Model Openness Framework (MOF)
Task Description
The Model Openness Framework (MOF) is a comprehensive system for evaluating and classifying the completeness and openness of machine learning models, with a strong focus on licensing requirements. By defining 17 distinct components across a model’s lifecycle, MOF promotes transparency, reproducibility, and responsibility in open-source machine learning. Each MOF component has specific licensing criteria to ensure that contributors uphold intellectual property rights while enabling open collaboration.
Fig. 2 MOF Components
In this task, we test the ability of large language models (LLMs) to accurately answer licensing-related questions under MOF. The task comprises three subtasks:
Subtasks
License Abbreviations - Expand or interpret short license abbreviations.
License OSI Approval - Determine whether a given license is approved by the Open Source Initiative (OSI) or not.
Question Answering - Provide detailed answers about licensing requirements in MOF.
Input Format
Each subtask will present a primary request in the form of:
Primary Request: A concise query about licensing in MOF, such as:
“Expand the following MOF-related abbreviation into its full form: AFL-3.0”
“Is the Microsoft Shared Source License OSI-approved?”
“What type of license is the Apache License, Version 2.0?”

### Study questions
1/ In the Model Openness Framework text, why does each MOF component carry its own licensing criteria? Answer in one to three sentences.
2/ According to the Model Openness Framework text, how many distinct components does MOF define across a model's lifecycle?
3/ Continue the Model Openness Framework text from the point where it stops.

[Items from a data source]
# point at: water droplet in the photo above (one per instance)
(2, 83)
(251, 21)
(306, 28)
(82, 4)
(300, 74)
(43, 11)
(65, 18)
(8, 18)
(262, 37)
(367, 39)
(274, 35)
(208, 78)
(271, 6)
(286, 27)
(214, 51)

### Responses to the exercise
1/ Each component has specific licensing criteria so that contributors uphold intellectual property rights while open collaboration remains possible.

2/ 17

3/
Content: If necessary, relevant reference text (e.g., snippets from the OSI website, MOF documentation). However, many prompts may not include separate content if the request is self-contained.
Output Format
The model should output:
Concise Answer: A short, direct response that addresses the primary request.
Optional Explanation (for Q&A subtask): An additional sentence or two that justifies the answer, referencing MOF or OSI guidelines if needed.
Example Input-Output
Subtask 1: License Abbreviations
Input
"Expand the abbreviation: BSD-3-Clause"
Expected Output
"BSD 3-Clause License"
Subtask 2: License OSI Approval
Input
"Is the Apache License 2.0 OSI-approved?"
Expected Output
"Yes"
Subtask 3: Question Answering
Input
"Which licenses are recommended for model parameters under the Model Openness Framework?"
Expected Output
"MOF recommends OSI-approved licenses (e.g., MIT License or Apache License 2.0)
for model parameters to ensure community collaboration and openness."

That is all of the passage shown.